• EXERCISE INSTRUCTIONS: Restate all of the entries verbatim.

++++ SUPPLIED MATERIAL ++++

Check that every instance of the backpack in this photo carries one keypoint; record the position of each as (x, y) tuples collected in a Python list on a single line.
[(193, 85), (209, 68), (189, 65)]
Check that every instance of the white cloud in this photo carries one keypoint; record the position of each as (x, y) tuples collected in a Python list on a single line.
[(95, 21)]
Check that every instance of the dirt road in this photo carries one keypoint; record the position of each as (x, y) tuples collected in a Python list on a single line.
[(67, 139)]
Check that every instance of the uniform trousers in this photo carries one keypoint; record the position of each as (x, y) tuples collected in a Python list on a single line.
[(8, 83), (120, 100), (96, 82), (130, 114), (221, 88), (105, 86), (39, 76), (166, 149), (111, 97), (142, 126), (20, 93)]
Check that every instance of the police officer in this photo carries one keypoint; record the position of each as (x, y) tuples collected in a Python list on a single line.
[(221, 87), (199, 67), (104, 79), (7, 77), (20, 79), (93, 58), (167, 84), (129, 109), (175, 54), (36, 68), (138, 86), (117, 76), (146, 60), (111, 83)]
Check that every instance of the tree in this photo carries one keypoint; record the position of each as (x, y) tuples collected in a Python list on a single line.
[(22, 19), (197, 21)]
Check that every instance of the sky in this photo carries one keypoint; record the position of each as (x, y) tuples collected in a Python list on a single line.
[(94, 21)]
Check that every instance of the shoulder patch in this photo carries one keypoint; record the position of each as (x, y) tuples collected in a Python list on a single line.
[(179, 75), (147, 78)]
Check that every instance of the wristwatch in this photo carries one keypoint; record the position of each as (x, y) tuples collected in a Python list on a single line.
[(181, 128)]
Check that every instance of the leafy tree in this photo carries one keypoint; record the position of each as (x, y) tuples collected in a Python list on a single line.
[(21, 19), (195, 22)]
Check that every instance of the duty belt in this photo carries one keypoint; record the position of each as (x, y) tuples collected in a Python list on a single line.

++++

• ANSWER FOR THE TASK:
Check that every instance of the backpack in this photo carries one keypoint; record the position of each as (x, y) tuples collected in a Python list on a single line.
[(193, 85), (209, 68), (189, 65)]
Check that every instance of the white cloud in this photo carries one keypoint; record the position of each as (x, y) tuples collected in a Python list on a single line.
[(95, 21)]
Check that every instance of the dirt road in this photo carries one keypoint; record the position of each as (x, y) tuples collected in a Python list on a single line.
[(67, 139)]
Check that every instance of the uniform trousers in this photo carries one keypoint; record the position of each as (x, y) tuples collected in a Python list on a single line.
[(8, 83), (120, 100), (96, 82), (130, 114), (221, 88), (105, 86), (39, 76), (166, 149), (111, 97), (142, 126), (20, 93)]
Check that every instance of the police officer in this photo carries one keypoint; record the position of each as (x, y) tuples collected in a Python list on a single line.
[(221, 87), (199, 67), (104, 79), (7, 77), (20, 79), (93, 58), (167, 84), (129, 109), (175, 54), (36, 68), (138, 86), (117, 76), (146, 60), (111, 83)]
Check that every instance of the tree in this photo carries one keypoint; record the position of each as (x, y) tuples collected in a Python list on a single line.
[(22, 19), (197, 21)]
Check that every instance of the sky in this photo carries one keypoint; record the position of each as (x, y) tuples collected in a Python list on a single line.
[(94, 21)]
Check that every instance of the shoulder patch in this photo carries one keypoint; record the position of each as (x, y) tuples collected in a Python list on a single line.
[(179, 75), (147, 78)]
Check that every instance of the wristwatch in this photo carries one keypoint; record the position of each as (x, y) tuples collected in a Python list on a single line.
[(181, 128)]
Check that every instance of the leafy tree in this photo carries one keypoint; record the position of each as (x, y) tuples collected in a Python list on a single line.
[(21, 19), (195, 22)]
Check that every instance of the duty belt in this photo carries one keypoint; record the position of each as (x, y) tuples collected in a Python list on a single line.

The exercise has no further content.